• [Exercise aim] Please output the lines from the one with "the girl, each" through the end of the data exactly as written, omitting all pictures.

Items listed in a dataset
<<<<

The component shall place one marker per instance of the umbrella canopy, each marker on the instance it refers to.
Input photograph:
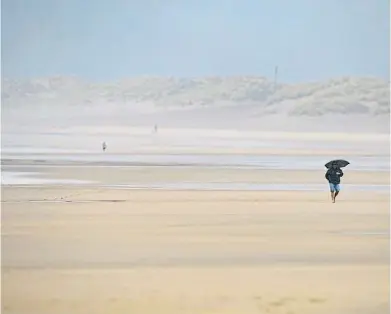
(339, 162)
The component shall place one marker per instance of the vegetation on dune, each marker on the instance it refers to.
(368, 96)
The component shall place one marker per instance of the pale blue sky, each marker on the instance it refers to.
(106, 40)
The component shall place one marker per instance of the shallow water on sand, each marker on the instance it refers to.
(274, 162)
(32, 178)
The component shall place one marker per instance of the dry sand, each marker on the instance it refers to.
(122, 251)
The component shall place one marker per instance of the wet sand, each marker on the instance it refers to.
(101, 250)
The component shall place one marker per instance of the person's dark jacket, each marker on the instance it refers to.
(334, 175)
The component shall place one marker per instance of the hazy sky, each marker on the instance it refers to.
(110, 39)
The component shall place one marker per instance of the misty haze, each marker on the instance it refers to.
(195, 156)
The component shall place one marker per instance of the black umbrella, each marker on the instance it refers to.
(339, 162)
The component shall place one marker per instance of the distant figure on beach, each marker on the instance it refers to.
(333, 175)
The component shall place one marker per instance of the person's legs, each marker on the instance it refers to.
(337, 189)
(332, 191)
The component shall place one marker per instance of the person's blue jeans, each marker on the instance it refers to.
(334, 187)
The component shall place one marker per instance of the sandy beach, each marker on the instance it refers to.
(103, 250)
(193, 227)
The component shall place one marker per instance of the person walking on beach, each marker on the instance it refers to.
(333, 175)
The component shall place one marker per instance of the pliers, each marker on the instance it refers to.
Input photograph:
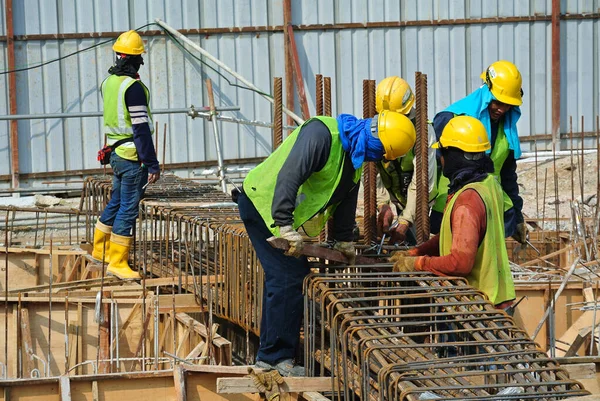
(394, 225)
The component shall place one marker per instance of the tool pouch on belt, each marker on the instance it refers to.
(405, 178)
(104, 153)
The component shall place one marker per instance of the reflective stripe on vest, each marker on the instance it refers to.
(313, 195)
(117, 120)
(491, 270)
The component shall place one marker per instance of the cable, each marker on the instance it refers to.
(185, 49)
(173, 38)
(68, 55)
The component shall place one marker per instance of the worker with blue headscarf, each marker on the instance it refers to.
(496, 104)
(313, 175)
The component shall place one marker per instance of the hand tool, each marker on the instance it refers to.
(322, 252)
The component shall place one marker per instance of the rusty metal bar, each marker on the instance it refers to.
(555, 18)
(12, 94)
(236, 30)
(319, 94)
(298, 72)
(277, 112)
(383, 336)
(422, 159)
(327, 96)
(289, 72)
(369, 171)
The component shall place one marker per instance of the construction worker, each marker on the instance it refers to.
(128, 127)
(313, 175)
(396, 182)
(471, 241)
(496, 104)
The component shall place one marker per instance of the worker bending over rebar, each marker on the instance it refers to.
(313, 175)
(397, 183)
(471, 239)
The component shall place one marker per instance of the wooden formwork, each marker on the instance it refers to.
(30, 267)
(184, 383)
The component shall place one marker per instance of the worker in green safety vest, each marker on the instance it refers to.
(128, 127)
(471, 240)
(496, 104)
(396, 183)
(313, 175)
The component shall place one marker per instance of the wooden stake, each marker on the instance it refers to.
(164, 159)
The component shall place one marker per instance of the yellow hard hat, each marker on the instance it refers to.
(396, 133)
(129, 42)
(504, 80)
(394, 93)
(466, 133)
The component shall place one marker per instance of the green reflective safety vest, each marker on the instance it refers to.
(117, 121)
(396, 176)
(491, 271)
(311, 211)
(499, 154)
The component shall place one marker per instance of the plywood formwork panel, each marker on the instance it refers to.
(530, 311)
(28, 267)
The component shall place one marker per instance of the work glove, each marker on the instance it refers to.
(398, 233)
(348, 249)
(267, 383)
(405, 264)
(294, 240)
(521, 233)
(385, 218)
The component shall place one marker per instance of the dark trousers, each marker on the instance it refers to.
(129, 178)
(283, 302)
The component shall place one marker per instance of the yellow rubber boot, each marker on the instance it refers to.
(119, 254)
(101, 241)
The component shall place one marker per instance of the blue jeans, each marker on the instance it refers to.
(283, 302)
(128, 179)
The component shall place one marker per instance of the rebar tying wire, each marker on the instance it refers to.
(422, 159)
(398, 336)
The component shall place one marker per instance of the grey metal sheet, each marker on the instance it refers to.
(452, 56)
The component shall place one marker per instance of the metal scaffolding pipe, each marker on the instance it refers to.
(224, 66)
(189, 111)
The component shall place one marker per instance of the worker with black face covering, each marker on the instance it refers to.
(128, 127)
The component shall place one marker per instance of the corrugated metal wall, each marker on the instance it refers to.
(452, 55)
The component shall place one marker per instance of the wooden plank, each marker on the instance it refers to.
(179, 383)
(65, 388)
(313, 396)
(578, 371)
(79, 338)
(104, 350)
(569, 342)
(186, 280)
(194, 353)
(95, 395)
(227, 385)
(537, 260)
(72, 275)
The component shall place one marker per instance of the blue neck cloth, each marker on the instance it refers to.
(476, 105)
(358, 141)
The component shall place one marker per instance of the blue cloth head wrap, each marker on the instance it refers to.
(476, 105)
(358, 141)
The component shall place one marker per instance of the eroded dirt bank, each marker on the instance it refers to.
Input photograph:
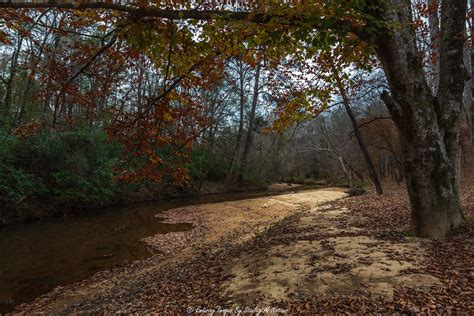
(303, 252)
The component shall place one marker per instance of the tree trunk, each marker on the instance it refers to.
(370, 164)
(235, 154)
(472, 72)
(428, 126)
(248, 137)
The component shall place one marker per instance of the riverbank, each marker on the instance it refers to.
(36, 211)
(305, 252)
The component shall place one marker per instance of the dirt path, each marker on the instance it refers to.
(269, 251)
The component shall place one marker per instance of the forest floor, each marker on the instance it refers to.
(306, 252)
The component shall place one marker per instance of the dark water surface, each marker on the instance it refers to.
(36, 257)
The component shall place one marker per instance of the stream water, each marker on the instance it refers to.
(36, 257)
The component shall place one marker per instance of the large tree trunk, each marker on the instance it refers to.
(428, 125)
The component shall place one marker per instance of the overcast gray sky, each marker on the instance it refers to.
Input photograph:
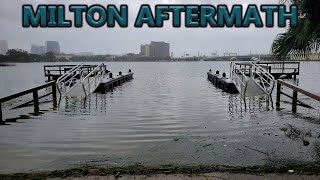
(123, 40)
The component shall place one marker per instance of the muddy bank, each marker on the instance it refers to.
(306, 169)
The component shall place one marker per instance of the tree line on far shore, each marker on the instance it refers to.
(23, 56)
(20, 56)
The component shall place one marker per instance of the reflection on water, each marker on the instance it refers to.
(239, 105)
(93, 104)
(169, 114)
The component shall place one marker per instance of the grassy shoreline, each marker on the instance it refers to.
(306, 169)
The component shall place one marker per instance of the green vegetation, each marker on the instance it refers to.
(138, 169)
(305, 38)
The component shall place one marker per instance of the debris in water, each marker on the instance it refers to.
(305, 142)
(117, 175)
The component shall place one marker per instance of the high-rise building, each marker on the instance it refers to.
(38, 49)
(156, 49)
(53, 46)
(161, 49)
(3, 47)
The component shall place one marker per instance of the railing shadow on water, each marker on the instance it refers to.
(94, 104)
(255, 104)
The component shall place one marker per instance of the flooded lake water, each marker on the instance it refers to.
(168, 114)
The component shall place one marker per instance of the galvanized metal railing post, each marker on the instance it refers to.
(1, 120)
(36, 101)
(278, 94)
(54, 94)
(294, 101)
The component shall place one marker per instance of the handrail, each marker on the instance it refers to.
(241, 83)
(65, 80)
(68, 73)
(34, 92)
(266, 79)
(16, 95)
(300, 90)
(100, 70)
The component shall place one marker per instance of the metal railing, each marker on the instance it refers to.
(69, 80)
(239, 78)
(262, 78)
(91, 82)
(35, 92)
(294, 96)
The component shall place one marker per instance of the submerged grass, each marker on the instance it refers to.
(139, 169)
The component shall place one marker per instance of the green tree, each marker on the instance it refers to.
(303, 39)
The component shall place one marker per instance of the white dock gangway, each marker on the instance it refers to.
(251, 79)
(78, 82)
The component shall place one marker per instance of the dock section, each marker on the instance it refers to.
(222, 82)
(278, 69)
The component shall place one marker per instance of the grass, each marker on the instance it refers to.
(167, 169)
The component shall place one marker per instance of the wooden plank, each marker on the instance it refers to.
(300, 90)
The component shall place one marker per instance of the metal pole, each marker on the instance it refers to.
(278, 95)
(294, 101)
(54, 94)
(36, 101)
(1, 120)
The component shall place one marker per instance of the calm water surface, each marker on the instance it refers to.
(168, 114)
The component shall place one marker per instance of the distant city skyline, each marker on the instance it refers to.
(128, 40)
(41, 49)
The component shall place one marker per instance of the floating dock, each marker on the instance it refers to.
(222, 82)
(283, 69)
(69, 80)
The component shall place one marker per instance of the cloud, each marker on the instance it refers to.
(122, 40)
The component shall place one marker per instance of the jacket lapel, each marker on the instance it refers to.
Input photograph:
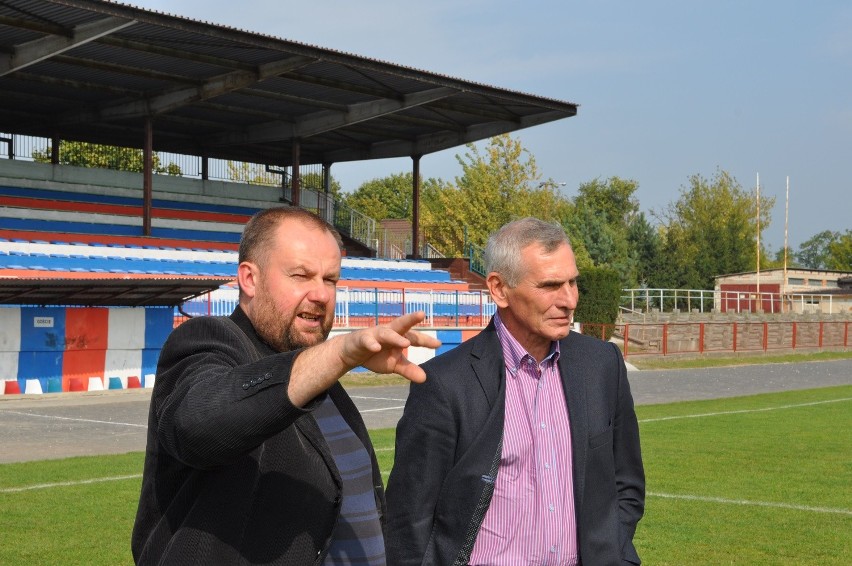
(574, 386)
(487, 363)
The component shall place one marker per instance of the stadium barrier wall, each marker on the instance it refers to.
(63, 347)
(732, 337)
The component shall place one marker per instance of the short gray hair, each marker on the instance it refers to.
(503, 250)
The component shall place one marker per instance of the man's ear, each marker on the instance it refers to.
(248, 278)
(497, 287)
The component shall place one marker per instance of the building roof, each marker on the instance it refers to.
(108, 290)
(95, 71)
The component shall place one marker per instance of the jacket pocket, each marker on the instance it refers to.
(600, 439)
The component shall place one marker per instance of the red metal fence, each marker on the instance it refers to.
(732, 337)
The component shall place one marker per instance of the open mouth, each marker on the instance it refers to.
(310, 317)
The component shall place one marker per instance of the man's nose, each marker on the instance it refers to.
(321, 292)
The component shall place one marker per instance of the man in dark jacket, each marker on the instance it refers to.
(522, 446)
(256, 454)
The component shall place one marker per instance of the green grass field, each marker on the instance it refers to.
(765, 479)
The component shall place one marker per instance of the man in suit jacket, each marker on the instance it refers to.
(256, 454)
(522, 445)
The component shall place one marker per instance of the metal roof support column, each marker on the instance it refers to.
(295, 177)
(325, 205)
(415, 207)
(147, 177)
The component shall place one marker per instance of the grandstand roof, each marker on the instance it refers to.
(90, 290)
(94, 71)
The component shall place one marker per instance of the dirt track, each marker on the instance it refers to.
(38, 427)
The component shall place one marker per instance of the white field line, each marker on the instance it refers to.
(725, 501)
(378, 398)
(382, 409)
(743, 411)
(68, 483)
(72, 419)
(700, 498)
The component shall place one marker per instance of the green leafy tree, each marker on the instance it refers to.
(645, 246)
(814, 252)
(84, 154)
(602, 215)
(251, 173)
(711, 230)
(385, 197)
(498, 184)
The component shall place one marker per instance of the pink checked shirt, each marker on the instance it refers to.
(531, 518)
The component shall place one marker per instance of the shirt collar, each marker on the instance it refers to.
(515, 354)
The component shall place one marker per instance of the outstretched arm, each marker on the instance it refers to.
(379, 349)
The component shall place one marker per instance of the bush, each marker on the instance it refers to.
(600, 295)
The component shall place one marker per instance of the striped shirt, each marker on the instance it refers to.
(531, 518)
(357, 539)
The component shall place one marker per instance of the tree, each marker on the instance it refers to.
(251, 173)
(711, 230)
(601, 218)
(385, 197)
(84, 154)
(498, 184)
(814, 252)
(645, 247)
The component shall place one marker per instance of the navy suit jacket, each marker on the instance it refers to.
(452, 428)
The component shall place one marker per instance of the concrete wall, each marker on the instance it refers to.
(56, 345)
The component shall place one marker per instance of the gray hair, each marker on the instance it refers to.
(503, 250)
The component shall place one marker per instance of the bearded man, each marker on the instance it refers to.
(255, 452)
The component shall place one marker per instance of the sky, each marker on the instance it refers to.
(667, 89)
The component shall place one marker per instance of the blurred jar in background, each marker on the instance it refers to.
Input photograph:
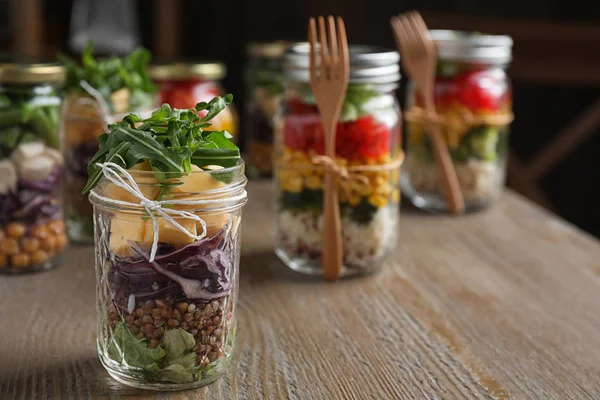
(473, 97)
(264, 88)
(32, 231)
(367, 146)
(183, 85)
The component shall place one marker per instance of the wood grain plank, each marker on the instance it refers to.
(493, 305)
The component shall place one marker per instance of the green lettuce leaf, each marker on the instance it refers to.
(124, 346)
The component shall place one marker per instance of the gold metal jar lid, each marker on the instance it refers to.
(184, 70)
(13, 72)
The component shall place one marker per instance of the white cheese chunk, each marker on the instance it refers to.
(27, 150)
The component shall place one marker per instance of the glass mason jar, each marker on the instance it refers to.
(183, 85)
(83, 121)
(32, 231)
(168, 324)
(265, 88)
(368, 144)
(473, 96)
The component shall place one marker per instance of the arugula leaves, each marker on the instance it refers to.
(110, 74)
(171, 139)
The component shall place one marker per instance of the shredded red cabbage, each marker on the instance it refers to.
(199, 271)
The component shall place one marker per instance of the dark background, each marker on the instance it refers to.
(555, 72)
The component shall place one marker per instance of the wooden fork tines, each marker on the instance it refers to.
(329, 81)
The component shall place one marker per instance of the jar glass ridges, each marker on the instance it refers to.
(183, 85)
(473, 96)
(368, 135)
(32, 231)
(264, 83)
(152, 332)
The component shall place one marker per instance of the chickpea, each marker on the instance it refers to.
(61, 241)
(30, 244)
(57, 226)
(20, 260)
(16, 229)
(40, 232)
(49, 243)
(9, 246)
(39, 257)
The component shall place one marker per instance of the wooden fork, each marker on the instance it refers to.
(329, 82)
(419, 61)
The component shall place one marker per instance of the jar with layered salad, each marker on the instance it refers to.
(104, 97)
(167, 237)
(32, 231)
(473, 99)
(183, 84)
(264, 91)
(368, 150)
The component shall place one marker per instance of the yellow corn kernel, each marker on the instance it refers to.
(379, 181)
(384, 189)
(377, 200)
(293, 183)
(385, 158)
(395, 175)
(300, 156)
(353, 200)
(313, 182)
(364, 189)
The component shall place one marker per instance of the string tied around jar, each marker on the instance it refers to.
(119, 176)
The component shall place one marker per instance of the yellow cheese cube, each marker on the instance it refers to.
(124, 229)
(195, 182)
(148, 186)
(169, 233)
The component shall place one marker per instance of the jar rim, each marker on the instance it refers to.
(31, 73)
(230, 202)
(455, 45)
(368, 64)
(178, 71)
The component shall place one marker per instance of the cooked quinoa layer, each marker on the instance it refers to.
(364, 243)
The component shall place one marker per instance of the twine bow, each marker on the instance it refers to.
(121, 178)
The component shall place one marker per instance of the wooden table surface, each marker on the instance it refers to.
(499, 304)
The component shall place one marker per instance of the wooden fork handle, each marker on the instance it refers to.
(331, 257)
(449, 179)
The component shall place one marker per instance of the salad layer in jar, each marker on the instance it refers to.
(112, 87)
(265, 88)
(167, 197)
(183, 85)
(368, 146)
(32, 231)
(473, 100)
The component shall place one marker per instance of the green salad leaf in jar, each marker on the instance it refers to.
(171, 139)
(111, 74)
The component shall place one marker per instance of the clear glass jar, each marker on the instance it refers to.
(473, 95)
(168, 324)
(32, 231)
(368, 134)
(265, 89)
(183, 85)
(82, 122)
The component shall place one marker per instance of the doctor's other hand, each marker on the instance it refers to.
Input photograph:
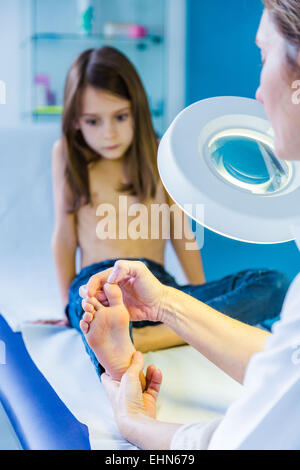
(127, 398)
(142, 292)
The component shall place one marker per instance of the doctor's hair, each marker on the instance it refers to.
(286, 16)
(109, 70)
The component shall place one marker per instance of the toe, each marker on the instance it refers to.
(84, 326)
(88, 317)
(113, 294)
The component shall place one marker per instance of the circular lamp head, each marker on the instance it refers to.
(219, 154)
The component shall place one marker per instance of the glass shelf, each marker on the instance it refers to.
(149, 39)
(54, 39)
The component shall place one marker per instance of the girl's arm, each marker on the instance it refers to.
(64, 239)
(185, 244)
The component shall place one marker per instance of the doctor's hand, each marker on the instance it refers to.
(142, 292)
(126, 397)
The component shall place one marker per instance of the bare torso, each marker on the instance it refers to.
(95, 245)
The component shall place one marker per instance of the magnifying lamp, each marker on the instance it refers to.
(219, 153)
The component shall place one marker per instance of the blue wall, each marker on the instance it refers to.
(222, 59)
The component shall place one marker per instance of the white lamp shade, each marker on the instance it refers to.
(218, 154)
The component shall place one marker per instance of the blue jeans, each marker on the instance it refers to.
(253, 296)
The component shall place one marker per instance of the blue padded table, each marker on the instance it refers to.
(39, 417)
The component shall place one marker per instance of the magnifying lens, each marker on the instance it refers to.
(219, 154)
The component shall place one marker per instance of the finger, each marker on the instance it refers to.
(154, 382)
(113, 294)
(83, 291)
(86, 306)
(97, 281)
(110, 386)
(101, 296)
(95, 303)
(88, 317)
(123, 268)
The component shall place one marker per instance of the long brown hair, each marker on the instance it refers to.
(110, 70)
(286, 16)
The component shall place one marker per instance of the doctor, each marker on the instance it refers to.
(267, 416)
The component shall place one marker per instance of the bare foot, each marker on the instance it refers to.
(107, 332)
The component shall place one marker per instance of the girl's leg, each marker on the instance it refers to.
(251, 296)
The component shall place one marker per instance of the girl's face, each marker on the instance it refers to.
(276, 92)
(106, 122)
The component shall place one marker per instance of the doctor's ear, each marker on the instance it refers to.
(76, 124)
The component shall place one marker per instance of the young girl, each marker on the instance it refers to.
(106, 157)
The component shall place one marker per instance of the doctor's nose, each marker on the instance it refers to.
(259, 96)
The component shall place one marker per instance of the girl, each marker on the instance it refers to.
(105, 158)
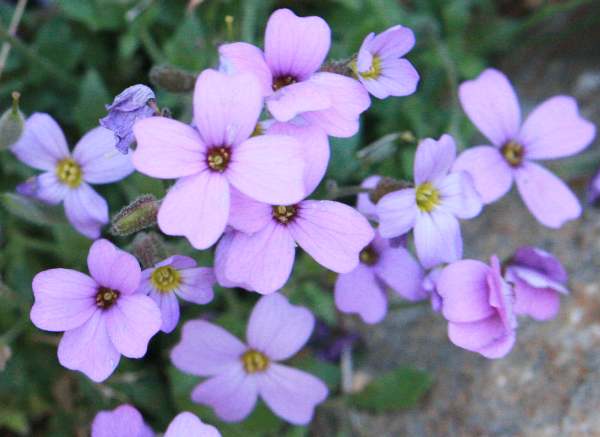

>>>>

• [Exercise answer]
The component shall place one marker per instance of the girl, each marker on the instance it refers to.
(105, 158)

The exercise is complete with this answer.